Directions for this task:
Copy the items below word for word, starting at the line with "Where can you see the pavement" and ending at the line with "column 1224, row 810", with both of those lines included.

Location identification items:
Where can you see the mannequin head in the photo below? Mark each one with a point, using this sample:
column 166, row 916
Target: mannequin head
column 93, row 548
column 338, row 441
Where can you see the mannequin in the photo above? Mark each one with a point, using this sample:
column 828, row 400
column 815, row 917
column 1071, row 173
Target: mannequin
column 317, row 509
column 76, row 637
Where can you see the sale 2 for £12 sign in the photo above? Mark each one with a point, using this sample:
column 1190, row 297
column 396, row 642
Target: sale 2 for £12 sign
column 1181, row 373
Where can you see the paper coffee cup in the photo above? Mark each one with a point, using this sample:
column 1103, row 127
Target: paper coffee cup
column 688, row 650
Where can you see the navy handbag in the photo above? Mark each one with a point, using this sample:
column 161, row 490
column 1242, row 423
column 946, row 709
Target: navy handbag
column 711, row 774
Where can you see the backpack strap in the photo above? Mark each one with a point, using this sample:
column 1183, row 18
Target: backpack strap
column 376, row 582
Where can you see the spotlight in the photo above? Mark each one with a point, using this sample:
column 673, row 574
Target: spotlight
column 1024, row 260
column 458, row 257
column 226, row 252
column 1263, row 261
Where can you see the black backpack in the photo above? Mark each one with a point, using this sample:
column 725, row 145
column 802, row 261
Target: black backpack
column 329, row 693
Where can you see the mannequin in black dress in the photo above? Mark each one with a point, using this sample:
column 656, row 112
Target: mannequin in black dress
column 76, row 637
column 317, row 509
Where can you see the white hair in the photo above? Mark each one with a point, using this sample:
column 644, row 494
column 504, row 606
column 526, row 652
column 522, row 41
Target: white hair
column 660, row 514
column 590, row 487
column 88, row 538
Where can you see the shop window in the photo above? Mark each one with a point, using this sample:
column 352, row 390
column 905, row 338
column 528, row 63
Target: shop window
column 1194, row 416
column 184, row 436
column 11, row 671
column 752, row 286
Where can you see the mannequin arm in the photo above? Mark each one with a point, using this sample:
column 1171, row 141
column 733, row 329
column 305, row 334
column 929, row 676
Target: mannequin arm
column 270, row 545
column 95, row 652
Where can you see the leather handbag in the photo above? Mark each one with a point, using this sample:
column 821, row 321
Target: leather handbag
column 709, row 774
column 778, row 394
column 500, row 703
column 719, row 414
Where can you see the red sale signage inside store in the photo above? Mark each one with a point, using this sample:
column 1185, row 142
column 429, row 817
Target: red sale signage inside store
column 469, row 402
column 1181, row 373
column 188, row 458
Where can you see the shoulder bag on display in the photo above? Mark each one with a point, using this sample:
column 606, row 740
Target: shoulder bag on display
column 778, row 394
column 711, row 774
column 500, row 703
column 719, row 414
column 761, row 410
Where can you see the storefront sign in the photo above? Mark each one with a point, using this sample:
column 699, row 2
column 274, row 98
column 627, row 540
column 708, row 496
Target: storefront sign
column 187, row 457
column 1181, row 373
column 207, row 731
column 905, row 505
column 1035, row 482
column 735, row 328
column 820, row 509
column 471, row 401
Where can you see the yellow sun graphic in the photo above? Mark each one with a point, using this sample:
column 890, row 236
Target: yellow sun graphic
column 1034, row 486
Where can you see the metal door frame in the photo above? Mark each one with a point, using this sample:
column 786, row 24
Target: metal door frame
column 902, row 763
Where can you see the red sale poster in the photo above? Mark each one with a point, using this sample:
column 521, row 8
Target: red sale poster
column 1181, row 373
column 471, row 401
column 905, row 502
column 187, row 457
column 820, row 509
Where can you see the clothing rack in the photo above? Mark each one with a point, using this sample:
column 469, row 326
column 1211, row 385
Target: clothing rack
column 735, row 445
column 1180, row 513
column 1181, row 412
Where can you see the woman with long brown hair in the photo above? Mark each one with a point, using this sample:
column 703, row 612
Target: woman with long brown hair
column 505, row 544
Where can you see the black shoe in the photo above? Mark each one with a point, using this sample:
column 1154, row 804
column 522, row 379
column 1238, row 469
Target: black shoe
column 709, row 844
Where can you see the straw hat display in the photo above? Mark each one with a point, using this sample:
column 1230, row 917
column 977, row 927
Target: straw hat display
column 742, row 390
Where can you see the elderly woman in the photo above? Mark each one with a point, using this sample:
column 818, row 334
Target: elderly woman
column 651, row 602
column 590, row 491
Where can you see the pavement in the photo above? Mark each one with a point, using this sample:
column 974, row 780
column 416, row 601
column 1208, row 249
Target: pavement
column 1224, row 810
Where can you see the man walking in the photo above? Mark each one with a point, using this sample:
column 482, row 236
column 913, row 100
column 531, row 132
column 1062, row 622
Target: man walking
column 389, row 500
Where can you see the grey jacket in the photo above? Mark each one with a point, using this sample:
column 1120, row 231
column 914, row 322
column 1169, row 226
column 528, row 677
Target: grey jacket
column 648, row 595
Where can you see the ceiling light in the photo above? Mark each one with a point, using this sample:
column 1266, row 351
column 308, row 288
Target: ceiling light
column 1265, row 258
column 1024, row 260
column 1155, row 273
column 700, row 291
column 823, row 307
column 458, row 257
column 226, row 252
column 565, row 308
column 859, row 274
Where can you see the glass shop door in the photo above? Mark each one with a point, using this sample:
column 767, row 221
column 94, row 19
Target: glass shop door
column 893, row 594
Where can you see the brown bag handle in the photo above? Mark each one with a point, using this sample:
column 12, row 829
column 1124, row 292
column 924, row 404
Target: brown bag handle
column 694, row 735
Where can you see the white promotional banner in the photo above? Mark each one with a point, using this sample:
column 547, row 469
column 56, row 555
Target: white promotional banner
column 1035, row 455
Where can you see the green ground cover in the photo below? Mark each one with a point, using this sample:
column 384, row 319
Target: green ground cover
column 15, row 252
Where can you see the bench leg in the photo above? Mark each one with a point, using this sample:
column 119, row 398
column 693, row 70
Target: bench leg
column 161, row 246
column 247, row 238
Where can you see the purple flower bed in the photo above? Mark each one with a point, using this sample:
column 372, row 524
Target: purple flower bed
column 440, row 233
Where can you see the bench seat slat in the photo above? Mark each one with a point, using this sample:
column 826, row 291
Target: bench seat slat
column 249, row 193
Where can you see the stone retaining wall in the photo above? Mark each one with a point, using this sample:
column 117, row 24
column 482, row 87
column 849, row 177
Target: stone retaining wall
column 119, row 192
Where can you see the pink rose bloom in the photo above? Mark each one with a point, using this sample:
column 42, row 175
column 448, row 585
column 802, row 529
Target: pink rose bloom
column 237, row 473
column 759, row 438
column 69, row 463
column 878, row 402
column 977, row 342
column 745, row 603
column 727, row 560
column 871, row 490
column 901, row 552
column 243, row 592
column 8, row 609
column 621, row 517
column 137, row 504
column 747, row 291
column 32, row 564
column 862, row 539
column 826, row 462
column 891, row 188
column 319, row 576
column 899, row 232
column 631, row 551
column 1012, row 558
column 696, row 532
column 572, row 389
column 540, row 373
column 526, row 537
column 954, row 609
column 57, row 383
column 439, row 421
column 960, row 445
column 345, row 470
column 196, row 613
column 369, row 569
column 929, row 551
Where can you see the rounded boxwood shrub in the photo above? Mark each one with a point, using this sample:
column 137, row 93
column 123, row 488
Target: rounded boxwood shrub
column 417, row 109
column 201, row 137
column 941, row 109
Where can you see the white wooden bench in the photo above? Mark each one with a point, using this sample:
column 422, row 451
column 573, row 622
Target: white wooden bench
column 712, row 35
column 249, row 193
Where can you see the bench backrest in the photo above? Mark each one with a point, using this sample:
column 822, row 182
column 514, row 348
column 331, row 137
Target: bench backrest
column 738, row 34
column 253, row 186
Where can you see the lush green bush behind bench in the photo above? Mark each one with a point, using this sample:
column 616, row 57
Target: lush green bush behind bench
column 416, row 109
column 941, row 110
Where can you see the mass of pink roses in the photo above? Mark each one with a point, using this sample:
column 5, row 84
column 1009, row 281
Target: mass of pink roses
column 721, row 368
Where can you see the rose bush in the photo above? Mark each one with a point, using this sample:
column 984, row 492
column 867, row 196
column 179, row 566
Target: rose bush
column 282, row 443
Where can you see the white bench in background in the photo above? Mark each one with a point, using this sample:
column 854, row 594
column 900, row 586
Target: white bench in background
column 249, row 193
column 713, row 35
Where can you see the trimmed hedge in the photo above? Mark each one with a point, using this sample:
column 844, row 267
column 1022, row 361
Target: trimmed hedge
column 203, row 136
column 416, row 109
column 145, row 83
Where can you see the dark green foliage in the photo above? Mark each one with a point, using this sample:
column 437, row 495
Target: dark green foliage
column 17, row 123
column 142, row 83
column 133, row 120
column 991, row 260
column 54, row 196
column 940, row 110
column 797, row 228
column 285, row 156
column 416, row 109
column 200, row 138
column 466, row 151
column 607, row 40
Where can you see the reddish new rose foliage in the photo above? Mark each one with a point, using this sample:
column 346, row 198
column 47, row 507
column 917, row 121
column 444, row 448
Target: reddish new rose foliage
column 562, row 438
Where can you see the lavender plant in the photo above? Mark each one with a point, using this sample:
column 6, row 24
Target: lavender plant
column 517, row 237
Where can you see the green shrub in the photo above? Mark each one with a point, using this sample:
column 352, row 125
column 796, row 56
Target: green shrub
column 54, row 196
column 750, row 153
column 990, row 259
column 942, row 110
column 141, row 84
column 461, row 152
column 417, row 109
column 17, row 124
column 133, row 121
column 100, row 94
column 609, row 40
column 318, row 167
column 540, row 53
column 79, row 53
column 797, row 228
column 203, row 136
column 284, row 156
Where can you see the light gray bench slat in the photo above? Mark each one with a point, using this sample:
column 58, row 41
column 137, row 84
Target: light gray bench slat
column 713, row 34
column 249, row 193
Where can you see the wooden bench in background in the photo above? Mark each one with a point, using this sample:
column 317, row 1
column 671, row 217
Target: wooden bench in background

Result of the task:
Where can you see the pavement in the photo above? Mark each one with a point, using this sample:
column 974, row 780
column 416, row 601
column 1208, row 249
Target: pavement
column 1224, row 810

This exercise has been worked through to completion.